BEGIN

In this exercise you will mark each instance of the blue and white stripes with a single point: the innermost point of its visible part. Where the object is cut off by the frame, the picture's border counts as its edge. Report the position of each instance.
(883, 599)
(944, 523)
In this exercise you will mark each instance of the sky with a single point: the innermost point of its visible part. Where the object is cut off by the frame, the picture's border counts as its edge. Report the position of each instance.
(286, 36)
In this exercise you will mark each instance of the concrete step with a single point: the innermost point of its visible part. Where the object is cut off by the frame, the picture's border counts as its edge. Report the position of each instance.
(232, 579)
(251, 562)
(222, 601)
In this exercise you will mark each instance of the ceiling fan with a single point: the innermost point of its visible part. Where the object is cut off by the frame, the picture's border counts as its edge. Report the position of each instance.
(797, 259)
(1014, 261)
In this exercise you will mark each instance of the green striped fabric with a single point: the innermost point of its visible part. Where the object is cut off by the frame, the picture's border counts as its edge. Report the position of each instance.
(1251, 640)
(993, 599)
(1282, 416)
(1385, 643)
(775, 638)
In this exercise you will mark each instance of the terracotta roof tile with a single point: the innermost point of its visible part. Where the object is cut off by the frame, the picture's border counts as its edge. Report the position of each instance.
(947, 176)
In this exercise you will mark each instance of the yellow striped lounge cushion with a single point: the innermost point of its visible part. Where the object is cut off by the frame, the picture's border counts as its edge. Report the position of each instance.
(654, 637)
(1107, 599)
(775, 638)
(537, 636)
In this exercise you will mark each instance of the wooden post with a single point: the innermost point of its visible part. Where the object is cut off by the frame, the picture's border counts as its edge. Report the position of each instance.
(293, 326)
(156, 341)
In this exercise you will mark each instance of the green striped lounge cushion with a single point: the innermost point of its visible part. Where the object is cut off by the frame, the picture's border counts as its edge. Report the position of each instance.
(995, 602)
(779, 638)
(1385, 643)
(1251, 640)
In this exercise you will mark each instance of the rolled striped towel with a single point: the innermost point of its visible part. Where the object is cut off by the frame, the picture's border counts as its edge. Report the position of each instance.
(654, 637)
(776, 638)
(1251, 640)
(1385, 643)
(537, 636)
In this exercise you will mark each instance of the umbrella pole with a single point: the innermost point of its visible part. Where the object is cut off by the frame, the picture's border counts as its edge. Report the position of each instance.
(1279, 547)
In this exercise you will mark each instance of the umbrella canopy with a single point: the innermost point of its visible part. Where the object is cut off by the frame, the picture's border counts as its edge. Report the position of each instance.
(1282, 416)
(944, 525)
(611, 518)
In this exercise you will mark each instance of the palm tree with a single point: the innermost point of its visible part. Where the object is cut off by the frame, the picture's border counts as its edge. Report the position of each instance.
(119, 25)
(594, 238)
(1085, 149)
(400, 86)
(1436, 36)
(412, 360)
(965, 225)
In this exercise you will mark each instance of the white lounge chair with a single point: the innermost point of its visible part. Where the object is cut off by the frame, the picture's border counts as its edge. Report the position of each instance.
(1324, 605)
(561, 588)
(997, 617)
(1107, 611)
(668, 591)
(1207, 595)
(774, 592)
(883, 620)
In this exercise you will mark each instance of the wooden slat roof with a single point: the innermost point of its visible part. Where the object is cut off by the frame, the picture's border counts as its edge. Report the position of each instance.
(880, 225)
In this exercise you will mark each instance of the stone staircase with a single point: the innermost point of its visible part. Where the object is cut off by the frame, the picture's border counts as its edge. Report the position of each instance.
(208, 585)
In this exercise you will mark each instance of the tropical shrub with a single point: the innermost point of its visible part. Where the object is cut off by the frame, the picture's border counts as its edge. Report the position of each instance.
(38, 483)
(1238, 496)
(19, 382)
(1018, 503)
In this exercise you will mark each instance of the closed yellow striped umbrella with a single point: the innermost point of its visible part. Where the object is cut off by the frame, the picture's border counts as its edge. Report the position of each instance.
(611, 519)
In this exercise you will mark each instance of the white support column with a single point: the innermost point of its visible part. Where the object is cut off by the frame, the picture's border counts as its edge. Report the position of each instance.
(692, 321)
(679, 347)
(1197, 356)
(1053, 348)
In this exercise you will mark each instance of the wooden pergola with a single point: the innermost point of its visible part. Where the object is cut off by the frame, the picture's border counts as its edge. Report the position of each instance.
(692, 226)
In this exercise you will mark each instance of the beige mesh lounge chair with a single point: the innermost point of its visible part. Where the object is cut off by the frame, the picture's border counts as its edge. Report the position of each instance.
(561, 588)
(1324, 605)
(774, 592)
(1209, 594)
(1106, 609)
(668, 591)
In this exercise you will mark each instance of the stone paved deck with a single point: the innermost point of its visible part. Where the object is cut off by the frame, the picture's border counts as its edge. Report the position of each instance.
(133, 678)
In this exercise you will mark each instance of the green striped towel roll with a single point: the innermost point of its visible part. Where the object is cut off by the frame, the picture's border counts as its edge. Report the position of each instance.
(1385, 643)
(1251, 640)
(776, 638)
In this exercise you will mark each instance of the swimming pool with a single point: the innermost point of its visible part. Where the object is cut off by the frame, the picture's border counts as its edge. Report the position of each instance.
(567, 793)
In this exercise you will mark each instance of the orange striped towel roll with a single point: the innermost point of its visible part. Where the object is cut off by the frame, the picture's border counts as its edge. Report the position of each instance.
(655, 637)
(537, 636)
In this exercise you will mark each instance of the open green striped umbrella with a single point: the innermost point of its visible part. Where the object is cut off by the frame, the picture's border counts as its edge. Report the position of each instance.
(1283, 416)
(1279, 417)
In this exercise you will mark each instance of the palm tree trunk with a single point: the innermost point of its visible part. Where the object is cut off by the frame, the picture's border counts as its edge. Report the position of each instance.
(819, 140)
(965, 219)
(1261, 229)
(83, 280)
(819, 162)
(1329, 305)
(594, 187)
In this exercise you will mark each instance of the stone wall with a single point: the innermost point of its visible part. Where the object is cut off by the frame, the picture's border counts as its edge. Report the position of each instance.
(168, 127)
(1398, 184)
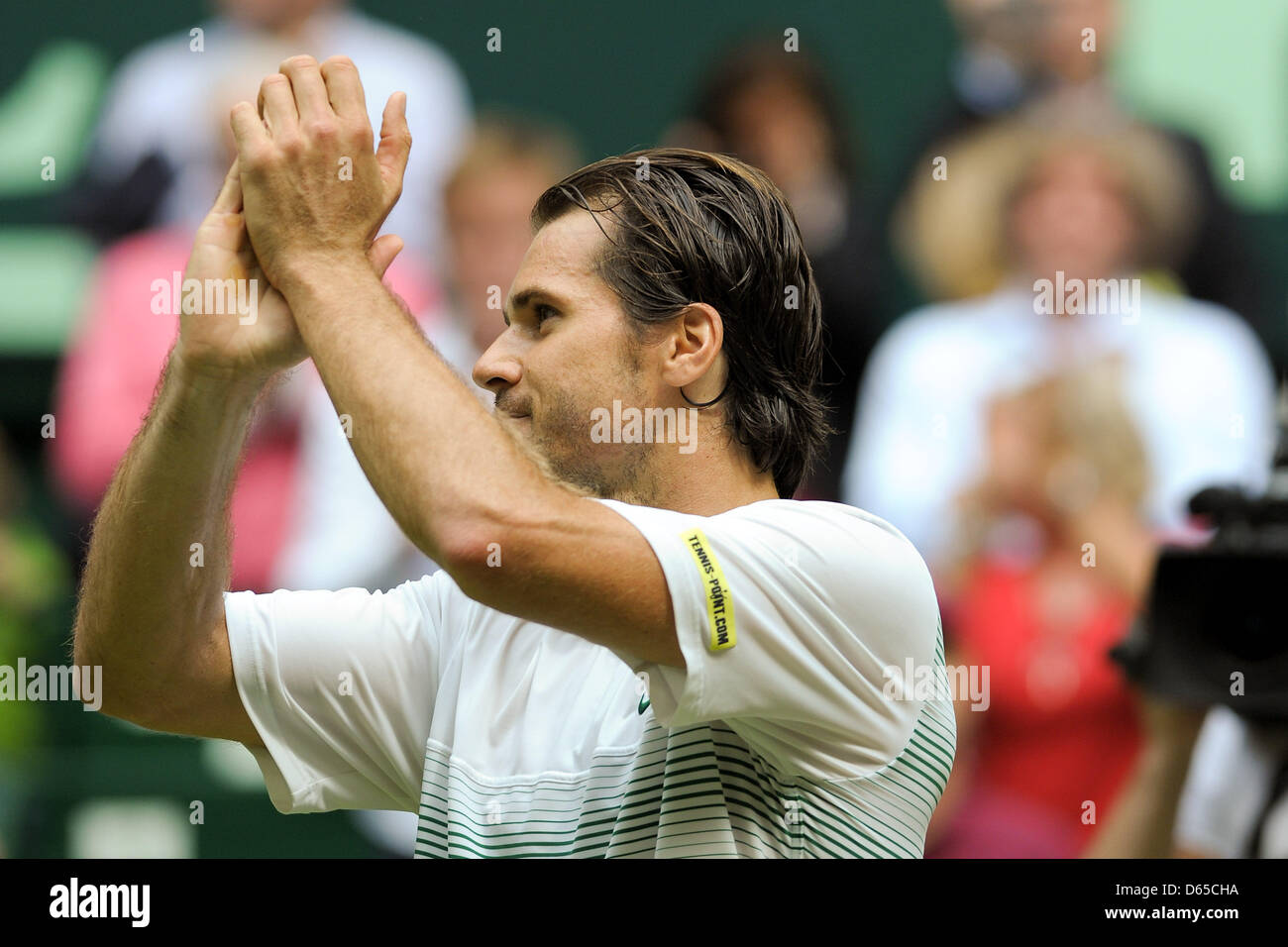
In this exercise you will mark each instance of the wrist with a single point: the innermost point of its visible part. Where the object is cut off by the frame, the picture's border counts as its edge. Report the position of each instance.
(210, 379)
(312, 272)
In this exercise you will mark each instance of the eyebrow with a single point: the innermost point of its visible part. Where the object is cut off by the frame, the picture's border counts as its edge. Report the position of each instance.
(529, 295)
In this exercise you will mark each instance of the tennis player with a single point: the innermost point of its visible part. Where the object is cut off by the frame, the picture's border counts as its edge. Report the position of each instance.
(638, 643)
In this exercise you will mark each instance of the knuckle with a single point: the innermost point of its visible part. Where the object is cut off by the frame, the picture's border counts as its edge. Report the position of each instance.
(362, 136)
(299, 62)
(321, 129)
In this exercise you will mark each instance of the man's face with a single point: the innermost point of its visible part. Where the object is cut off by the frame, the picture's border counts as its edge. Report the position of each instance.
(567, 351)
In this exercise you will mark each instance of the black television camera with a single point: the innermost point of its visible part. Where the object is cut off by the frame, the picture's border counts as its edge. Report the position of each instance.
(1215, 629)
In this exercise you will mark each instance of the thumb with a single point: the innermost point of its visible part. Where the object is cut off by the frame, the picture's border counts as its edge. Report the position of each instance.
(394, 142)
(230, 195)
(384, 250)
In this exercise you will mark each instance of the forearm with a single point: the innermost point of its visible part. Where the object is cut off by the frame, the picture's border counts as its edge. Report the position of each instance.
(441, 464)
(149, 592)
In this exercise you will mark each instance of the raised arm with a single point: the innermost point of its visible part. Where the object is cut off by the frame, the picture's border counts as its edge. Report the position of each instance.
(151, 608)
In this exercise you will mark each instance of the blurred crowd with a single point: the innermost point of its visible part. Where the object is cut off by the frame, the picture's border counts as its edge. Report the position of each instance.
(1001, 433)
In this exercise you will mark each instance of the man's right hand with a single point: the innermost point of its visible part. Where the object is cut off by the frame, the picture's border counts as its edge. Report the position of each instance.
(222, 344)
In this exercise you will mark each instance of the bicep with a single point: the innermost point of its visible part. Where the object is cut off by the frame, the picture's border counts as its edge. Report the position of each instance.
(581, 569)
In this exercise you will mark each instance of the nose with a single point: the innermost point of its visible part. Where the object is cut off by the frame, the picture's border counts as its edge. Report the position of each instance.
(498, 368)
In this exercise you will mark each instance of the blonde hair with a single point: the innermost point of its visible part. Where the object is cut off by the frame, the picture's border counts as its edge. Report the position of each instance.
(1087, 432)
(953, 235)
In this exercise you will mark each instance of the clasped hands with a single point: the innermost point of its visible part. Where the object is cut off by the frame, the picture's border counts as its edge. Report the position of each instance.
(301, 202)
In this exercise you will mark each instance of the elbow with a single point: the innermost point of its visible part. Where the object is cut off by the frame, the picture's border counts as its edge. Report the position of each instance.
(473, 552)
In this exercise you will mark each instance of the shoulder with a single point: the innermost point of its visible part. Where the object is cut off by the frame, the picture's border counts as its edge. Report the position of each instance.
(932, 342)
(1203, 330)
(827, 564)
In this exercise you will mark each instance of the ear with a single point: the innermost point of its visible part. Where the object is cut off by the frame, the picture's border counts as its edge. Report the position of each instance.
(695, 354)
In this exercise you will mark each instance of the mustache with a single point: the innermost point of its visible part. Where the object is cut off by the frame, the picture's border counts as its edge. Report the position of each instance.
(509, 403)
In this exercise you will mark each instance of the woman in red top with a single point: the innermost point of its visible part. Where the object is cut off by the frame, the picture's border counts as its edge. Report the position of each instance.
(1052, 562)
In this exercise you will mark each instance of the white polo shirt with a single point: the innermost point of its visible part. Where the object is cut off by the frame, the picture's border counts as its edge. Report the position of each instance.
(785, 736)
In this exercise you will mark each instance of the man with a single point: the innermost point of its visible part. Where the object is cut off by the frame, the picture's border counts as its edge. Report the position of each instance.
(498, 697)
(340, 534)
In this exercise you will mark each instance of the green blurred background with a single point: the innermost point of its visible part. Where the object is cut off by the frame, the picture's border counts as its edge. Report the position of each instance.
(617, 75)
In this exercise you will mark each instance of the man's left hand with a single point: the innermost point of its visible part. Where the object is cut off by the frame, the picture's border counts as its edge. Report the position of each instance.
(316, 193)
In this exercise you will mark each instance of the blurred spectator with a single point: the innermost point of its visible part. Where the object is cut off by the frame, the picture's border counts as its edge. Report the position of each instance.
(156, 158)
(1074, 208)
(778, 111)
(340, 532)
(111, 369)
(1051, 564)
(1030, 58)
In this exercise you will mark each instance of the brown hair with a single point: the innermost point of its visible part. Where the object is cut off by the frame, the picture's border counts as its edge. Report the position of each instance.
(695, 227)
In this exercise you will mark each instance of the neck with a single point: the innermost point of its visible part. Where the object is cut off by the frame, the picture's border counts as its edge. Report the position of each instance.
(715, 478)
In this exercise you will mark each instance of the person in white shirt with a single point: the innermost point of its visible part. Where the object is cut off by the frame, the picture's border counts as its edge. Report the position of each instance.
(1060, 211)
(638, 644)
(340, 532)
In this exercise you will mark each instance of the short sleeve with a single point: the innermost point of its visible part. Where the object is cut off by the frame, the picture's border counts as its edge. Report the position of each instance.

END

▸ **Task description**: The answer consists only of the lines from the one containing "In this exercise you will mark each instance of the neck" to the end of the records, each written out exactly.

▸ **Solution to this exercise**:
In this exercise you will mark each instance of the neck with a single point: the innermost point of its visible part. Where the object is cut off by the frame, the picture's border counts as its edge. Report the position of each instance.
(715, 478)
In this exercise you will mark each instance of the person in white shirt with a single point: the innermost point of its visible part. Where the object is cut off by the frame, the picture's border counts as its edge. Report the position of each instance.
(1060, 211)
(638, 644)
(340, 532)
In this exercise you will mark each instance of the short sleeve with a single point: the innermost point of its visible part. Where the object is cut off by the frame, the picture's border counts as its edge. Report the position of each instance.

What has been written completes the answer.